Below is the data. Give it again, complete and exact.

Natural language region descriptions
----
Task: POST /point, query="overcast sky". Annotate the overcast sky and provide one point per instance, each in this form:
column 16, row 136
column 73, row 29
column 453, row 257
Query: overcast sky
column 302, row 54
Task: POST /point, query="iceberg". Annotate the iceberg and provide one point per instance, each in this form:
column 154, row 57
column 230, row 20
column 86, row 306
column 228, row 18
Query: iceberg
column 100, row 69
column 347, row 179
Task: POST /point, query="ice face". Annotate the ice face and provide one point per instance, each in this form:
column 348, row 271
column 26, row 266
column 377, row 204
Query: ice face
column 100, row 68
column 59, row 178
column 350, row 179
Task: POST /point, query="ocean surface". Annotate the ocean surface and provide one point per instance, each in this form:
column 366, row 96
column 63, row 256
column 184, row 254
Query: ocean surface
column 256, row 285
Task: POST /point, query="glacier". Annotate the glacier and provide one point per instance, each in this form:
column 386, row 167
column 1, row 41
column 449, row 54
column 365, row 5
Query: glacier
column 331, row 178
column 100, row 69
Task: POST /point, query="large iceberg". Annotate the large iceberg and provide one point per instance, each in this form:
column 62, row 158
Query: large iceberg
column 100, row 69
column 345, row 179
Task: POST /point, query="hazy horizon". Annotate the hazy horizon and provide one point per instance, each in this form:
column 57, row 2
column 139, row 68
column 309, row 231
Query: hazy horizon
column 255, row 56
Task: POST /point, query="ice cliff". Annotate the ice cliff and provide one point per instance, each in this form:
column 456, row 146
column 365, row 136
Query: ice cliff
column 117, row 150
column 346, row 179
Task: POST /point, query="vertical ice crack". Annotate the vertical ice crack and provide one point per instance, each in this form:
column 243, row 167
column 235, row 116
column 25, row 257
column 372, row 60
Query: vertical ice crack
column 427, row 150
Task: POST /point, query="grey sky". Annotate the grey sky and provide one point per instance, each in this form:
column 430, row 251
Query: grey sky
----
> RESULT
Task: POST /point, query="overcast sky". Annotate the overcast sky and provide one point per instance, each in this form:
column 16, row 136
column 73, row 29
column 453, row 257
Query: overcast sky
column 302, row 54
Task: POST /point, query="iceberg". Annotate the iceberg and provide one point per instance, each in this form:
column 154, row 57
column 230, row 20
column 86, row 306
column 228, row 18
Query: iceberg
column 100, row 69
column 347, row 179
Task: POST /point, query="ice face". Annotate the ice face and provide one point per instance, each in this form:
column 348, row 271
column 26, row 266
column 377, row 204
Query: ice face
column 100, row 68
column 59, row 178
column 350, row 179
Task: POST /point, query="ocean surface". Annotate the ocean surface and provide one point per instance, each in this form:
column 366, row 96
column 63, row 256
column 184, row 254
Query: ocean surface
column 256, row 285
Task: POST /point, query="glacier". Annotate the glacier and provide one point per instance, each in this form:
column 386, row 167
column 1, row 41
column 449, row 54
column 365, row 5
Query: glacier
column 331, row 178
column 100, row 69
Task: POST /point, query="large iceberg". Annotate the large iceberg and provide one point per instance, each in this form:
column 62, row 158
Query: large iceberg
column 100, row 69
column 345, row 179
Task: POST /point, query="hazy horizon". Annotate the hazy horizon and provide one point per instance, each in this form:
column 57, row 2
column 139, row 68
column 309, row 231
Query: hazy horizon
column 255, row 56
Task: POST /point, query="ice cliff". Annotate the ice cliff and provide one point per instance, each in this form:
column 456, row 146
column 365, row 136
Query: ice cliff
column 117, row 150
column 346, row 179
Task: POST /point, query="vertical ice crack". Annotate the vertical ice crack and provide one point per instance, each in this form:
column 243, row 167
column 235, row 116
column 25, row 257
column 372, row 60
Query: vertical ice crack
column 427, row 150
Task: POST /point, query="grey sky". Annotate the grey sky and provide one point per instance, each in this form:
column 430, row 251
Query: grey sky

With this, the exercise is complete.